**STATED PROBLEM A:**
Please quote the stretch from "There were so" through "I’ve been gone." in the essay about the writer's mother, word for word.

**EXTRACT PROVIDED:**
>>>

There were so many things wrong with this situation.  In fact, let me use bullet points.

  • Why is my mother mentioning my father’s worry and concern and not hers? Answer: Because my mother knows that I know she doesn’t have feelings.
  • If my father was so worried and concerned, wouldn’t he have reached out? Answer: He has my cell phone number.  I haven’t blocked him.  I have not once received one phone call or one text message from him in the six weeks I’ve been gone.
  • Why is my mother telling this person this? Answer: Because this is the one person she has continued to manipulate, despite my efforts to show this person my mother’s true colors.  My mother also more than likely knows that this person keeps in contact with me, and knows it’s her only way to get through to me to try to manipulate me still.  Even a distance away, this woman will still try to fuck with my life.  She knows what she is doing.  She has been doing this for 29 years of my life.  She lives and breathes manipulation likes it’s necessary for survival.  My friend is just an unfortunate pawn in my mother’s game.

I immediately became overwhelmed with feelings upon reading the text.  I responded that my father had my number and had not made an effort to reach out, so I doubt that there was any genuine concern for me.  I continued to tell her that I do not trust anyone in my family, that they haven’t cared about me for the last 29 years so why would they start now?  Her response showed me that she didn’t understand where I was coming from at all.  My heart sank.  I responded “they can find someone else to abuse” and I just stopped responding after that.  Now I’m left questioning whether the relationship is worth fighting for.  As much as I love her, she doesn’t see my mother for the monster she really is; she still falls for my mother’s manipulation.  I can’t risk all the progress I’ve made on a relationship that may put that in jeopardy.

It’s not like I blame my friend.  My mother is great at portraying her own version of reality versus what reality actually is.  To be clear, for my own sanity, I decided to verify with someone who had some inner knowledge if my father was indeed concerned or worried about me.  My suspicions of a complete lack of concern were confirmed.  The only thing my father is worried about is getting rid of my stuff.  So much concern, right?  It doesn’t sound at all like the father my mother was portraying in her story to my friend.  Maybe she just forgot to leave out a few (thousand) details.

My mother always has a story for everything.  When outsiders would question why I seemed so distant and unresponsive, my mother would tell them “oh, she’s just sensitive” or “fragile.”  The reality: I was a broken child, trained not to speak to outsiders and living in fear of nearly everyone and everything.  When doctors questioned why I had so many UTIs, she ‘d make up these elaborate stories.  The reality: things were in my vagina that should not have been there.  To add on to that, she’d also often switch doctors, to which she’d blame on insurance problems, yet I was the only one who had to change doctors so much.  In my adulthood, my mother would tell people I was Bipolar and had a lying disorder.  The reality: I was struggling with PTSD and beginning to open up about the CSA and MDSA, and she felt threatened.  By saying that I had a lying disorder, she protected herself by creating a veil of doubt over anything I said.

The scariest part is that she has always been so convincing.  Sometimes I wonder if she believes her stories are real.  She’s that good.  I can see why so many fall for her lies.  I think many in my own family have.  It’s unfortunate, but what can I do?  I guess the most important thing is that I know what reality REALLY is, and it’s NOT her reality.

<<<

**STATED PROBLEM B:**
Print the stretch of the records below from the line containing "# point at: warning sign (one per instance)" through their final line, without any changes.

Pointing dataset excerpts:
>>>

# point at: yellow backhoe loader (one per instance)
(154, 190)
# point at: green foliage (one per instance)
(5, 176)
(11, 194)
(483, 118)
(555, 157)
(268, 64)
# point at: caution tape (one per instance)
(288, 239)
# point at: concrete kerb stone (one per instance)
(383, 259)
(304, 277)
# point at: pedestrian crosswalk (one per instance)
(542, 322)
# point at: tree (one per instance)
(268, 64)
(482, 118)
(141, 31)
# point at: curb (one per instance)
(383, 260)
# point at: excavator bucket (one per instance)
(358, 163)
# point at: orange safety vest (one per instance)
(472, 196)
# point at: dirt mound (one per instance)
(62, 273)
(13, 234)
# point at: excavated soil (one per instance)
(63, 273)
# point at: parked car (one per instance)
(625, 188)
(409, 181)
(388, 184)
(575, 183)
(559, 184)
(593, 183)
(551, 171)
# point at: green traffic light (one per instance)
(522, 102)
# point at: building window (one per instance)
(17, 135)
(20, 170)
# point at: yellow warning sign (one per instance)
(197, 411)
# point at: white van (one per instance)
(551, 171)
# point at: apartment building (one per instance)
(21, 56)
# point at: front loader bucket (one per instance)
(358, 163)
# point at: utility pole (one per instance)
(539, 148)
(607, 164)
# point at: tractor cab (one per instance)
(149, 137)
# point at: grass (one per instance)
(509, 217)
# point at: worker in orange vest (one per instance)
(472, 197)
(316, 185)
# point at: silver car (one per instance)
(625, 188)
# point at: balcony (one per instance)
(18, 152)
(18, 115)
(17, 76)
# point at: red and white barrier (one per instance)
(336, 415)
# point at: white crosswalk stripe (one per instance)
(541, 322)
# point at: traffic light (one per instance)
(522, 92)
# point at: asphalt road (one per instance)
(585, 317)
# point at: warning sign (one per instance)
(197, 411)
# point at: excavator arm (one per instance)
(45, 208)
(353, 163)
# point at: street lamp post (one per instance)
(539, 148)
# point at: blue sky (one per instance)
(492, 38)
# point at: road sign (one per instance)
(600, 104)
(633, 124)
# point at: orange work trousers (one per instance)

<<<

**EXERCISE OUTPUT A:**
There were so many things wrong with this situation.  In fact, let me use bullet points.

  • Why is my mother mentioning my father’s worry and concern and not hers? Answer: Because my mother knows that I know she doesn’t have feelings.
  • If my father was so worried and concerned, wouldn’t he have reached out? Answer: He has my cell phone number.  I haven’t blocked him.  I have not once received one phone call or one text message from him in the six weeks I’ve been gone.

**EXERCISE OUTPUT B:**
# point at: warning sign (one per instance)
(197, 411)
# point at: excavator arm (one per instance)
(45, 208)
(353, 163)
# point at: street lamp post (one per instance)
(539, 148)
# point at: blue sky (one per instance)
(492, 38)
# point at: road sign (one per instance)
(600, 104)
(633, 124)
# point at: orange work trousers (one per instance)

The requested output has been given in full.